[Excerpted text]
Science, Guns, and Democracy

January 8, 2013 | 2:54 pm
Michael Halpern
Former Contributor

Slate.com is using crowdsourcing to tally the deaths from gun violence since the December 14 Newtown shooting. It’s an interesting approach, and makes clear that people are hungry for data about this issue. To reduce gun violence in the United States, we need good scientific research that points us in the right direction. But as I outlined today in an opinion piece on CNN.com, Congress continues to work to prevent government research related to firearms. 

Weapons in a gun store

Congress has limited the ability of many government scientists–and even scientists who are funded by government entities, like the National Institutes of Health–to conduct research into gun violence prevention. These restrictions should be lifted. Photo: Flickr user Mike Saechang.

Incredibly, gun research at the Centers for Disease Control and Prevention ground to a halt in the mid-1990s after Congress inserted language in a funding bill that put the squeeze on the agency. Similar language was used in 2011 to extend this prohibition to all agencies under the Department of Health and Human Services, including the National Institutes of Health. Even Obamacare contained provisions that limit research: the new health care law restricts doctors’ ability to collect data about patients’ gun use. The Washington Post and the Journal of the American Medical Association have provided good recent summaries.

Stored items
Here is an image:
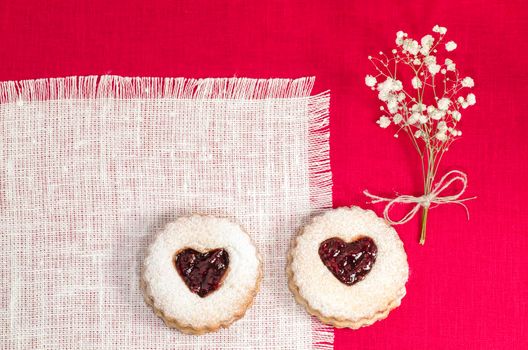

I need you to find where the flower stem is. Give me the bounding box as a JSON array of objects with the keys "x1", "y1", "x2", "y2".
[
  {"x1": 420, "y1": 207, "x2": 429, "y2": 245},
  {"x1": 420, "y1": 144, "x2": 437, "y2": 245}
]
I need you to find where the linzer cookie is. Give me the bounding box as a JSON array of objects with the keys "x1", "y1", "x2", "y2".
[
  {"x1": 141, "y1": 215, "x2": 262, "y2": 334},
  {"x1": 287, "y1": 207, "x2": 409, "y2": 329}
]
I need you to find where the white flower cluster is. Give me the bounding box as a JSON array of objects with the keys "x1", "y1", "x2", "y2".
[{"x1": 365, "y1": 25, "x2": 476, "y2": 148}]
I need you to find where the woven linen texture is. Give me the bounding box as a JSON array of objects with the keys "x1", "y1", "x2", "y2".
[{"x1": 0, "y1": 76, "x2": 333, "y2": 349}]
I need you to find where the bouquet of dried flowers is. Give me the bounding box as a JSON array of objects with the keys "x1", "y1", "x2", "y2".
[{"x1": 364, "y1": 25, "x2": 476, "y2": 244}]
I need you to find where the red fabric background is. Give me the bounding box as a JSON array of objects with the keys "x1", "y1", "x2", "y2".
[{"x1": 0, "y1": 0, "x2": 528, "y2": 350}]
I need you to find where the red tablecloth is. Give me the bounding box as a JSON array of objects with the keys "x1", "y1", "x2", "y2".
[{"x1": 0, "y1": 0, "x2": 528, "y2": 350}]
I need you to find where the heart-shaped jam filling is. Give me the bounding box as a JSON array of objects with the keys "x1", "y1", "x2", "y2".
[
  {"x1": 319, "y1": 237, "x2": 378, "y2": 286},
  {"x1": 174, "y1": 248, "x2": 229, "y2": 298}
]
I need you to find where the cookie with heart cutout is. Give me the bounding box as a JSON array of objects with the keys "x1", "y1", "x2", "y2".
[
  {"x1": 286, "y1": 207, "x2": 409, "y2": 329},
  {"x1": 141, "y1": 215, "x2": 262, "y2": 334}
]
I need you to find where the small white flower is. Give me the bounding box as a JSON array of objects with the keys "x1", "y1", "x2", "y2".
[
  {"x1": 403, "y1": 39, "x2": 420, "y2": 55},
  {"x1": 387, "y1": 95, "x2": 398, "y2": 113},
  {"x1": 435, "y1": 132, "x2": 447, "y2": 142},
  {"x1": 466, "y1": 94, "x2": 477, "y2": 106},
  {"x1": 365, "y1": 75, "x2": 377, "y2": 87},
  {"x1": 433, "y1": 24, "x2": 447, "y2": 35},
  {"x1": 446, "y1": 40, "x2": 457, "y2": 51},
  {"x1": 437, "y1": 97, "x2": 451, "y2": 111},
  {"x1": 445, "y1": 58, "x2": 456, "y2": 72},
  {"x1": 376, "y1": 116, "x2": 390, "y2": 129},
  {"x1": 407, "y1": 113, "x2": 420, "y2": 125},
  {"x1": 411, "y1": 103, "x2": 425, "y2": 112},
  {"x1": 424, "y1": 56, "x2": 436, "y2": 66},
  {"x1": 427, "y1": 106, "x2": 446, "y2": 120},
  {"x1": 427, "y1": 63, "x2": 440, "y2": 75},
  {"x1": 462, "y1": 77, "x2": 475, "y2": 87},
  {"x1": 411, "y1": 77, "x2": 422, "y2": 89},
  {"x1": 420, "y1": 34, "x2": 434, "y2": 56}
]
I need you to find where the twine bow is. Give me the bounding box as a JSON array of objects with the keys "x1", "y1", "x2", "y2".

* * *

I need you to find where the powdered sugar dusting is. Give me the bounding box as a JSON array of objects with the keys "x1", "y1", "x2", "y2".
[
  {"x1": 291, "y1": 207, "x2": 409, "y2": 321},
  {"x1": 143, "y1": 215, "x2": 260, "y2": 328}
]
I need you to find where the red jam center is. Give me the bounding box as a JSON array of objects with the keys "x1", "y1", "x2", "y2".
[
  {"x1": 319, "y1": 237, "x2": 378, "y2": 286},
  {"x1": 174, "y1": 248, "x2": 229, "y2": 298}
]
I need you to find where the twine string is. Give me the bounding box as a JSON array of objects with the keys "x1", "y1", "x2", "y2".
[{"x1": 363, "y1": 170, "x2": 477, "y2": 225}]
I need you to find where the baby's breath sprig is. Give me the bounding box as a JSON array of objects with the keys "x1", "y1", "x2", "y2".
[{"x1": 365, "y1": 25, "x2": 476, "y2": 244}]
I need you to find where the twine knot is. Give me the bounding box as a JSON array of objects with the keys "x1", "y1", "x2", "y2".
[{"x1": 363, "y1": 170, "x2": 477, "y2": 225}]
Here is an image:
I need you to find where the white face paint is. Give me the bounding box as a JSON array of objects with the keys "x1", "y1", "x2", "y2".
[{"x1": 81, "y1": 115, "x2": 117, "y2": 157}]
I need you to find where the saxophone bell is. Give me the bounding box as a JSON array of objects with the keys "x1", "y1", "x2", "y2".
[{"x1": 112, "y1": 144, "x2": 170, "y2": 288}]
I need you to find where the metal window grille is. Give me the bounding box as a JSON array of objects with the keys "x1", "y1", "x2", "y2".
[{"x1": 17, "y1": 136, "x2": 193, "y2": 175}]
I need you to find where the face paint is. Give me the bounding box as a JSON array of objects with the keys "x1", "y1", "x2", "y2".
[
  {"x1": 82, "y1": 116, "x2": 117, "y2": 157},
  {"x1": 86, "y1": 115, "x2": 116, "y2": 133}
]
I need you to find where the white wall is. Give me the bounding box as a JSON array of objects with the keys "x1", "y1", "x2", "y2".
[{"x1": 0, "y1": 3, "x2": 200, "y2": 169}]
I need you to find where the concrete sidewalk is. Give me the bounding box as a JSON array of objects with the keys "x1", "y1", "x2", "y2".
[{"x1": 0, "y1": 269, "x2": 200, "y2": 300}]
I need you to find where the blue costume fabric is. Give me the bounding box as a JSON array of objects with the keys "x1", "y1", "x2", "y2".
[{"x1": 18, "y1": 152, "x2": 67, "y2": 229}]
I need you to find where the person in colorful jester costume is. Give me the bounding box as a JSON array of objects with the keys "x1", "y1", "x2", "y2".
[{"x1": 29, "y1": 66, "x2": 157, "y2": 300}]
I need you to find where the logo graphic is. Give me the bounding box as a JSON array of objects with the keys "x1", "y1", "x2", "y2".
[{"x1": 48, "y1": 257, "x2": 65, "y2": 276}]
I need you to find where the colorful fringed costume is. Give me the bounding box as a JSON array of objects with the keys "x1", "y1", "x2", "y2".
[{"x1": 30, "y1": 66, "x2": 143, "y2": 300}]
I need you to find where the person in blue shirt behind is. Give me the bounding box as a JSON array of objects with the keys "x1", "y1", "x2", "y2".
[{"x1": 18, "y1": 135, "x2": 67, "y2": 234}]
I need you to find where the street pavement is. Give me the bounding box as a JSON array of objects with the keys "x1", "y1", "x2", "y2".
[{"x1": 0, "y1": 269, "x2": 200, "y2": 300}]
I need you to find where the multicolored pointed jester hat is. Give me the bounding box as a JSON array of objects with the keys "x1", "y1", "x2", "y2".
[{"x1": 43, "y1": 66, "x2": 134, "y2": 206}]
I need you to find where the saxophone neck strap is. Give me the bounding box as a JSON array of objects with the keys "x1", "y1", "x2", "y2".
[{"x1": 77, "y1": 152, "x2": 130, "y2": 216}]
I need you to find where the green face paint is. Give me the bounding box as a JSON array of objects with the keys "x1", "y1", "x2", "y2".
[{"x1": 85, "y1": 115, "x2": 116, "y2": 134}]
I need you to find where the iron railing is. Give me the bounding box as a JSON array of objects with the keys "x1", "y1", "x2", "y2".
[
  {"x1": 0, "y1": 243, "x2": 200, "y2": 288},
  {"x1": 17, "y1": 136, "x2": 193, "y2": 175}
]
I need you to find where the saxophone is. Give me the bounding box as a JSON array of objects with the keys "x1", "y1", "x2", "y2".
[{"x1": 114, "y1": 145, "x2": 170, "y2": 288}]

---

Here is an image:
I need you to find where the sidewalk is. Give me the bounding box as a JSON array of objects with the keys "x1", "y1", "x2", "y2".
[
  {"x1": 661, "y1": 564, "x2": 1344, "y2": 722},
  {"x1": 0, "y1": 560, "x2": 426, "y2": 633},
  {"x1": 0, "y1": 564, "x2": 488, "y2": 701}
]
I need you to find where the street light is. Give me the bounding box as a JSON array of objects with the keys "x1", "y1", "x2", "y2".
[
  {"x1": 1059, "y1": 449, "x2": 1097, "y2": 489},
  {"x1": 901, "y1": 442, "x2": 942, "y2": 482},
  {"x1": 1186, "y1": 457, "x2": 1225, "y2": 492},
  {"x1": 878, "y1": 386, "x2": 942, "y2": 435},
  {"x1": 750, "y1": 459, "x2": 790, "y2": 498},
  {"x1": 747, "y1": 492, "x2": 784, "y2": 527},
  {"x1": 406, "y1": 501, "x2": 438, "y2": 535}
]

[Exercises]
- A) Reproduce the gun research post word for word, from "Slate.com is using" to "user Mike Saechang.".
- B) Which government bodies does the gun research post name?
- C) How might the gun research post go on? Write the next part, starting after its final sentence.
The stored items are separate material and have no connection to the gun research post.

[Your responses]
- A)
Slate.com is using crowdsourcing to tally the deaths from gun violence since the December 14 Newtown shooting. It’s an interesting approach, and makes clear that people are hungry for data about this issue. To reduce gun violence in the United States, we need good scientific research that points us in the right direction. But as I outlined today in an opinion piece on CNN.com, Congress continues to work to prevent government research related to firearms. 

Weapons in a gun store

Congress has limited the ability of many government scientists–and even scientists who are funded by government entities, like the National Institutes of Health–to conduct research into gun violence prevention. These restrictions should be lifted. Photo: Flickr user Mike Saechang.

- B)
Congress
Centers for Disease Control and Prevention
Department of Health and Human Services
National Institutes of Health

- C)
Policy makers who are grappling with gun violence prevention would be well served by doing all they can to remove these restrictions.

We also need to create space for scientists to share their research with policy makers. Currently, that discussion is broken. We can’t even agree on when or if we should have a conversation about preventing violence. Some advocates say we must have a debate now. Their opponents accuse them of opportunism in the wake of tragedy.

These are the kinds of discussions that the Center for Science and Democracy is designed to foster. On gun violence and so many other issues, we need better connections between scientists and policy makers so that decisions are fully informed by the best available science. We also need to create an environment where decision makers and other opinion leaders adequately value science and the important contributions it can make.

To be sure, policy decisions are often made on a variety of factors. But we are all better served when science has a seat at the table.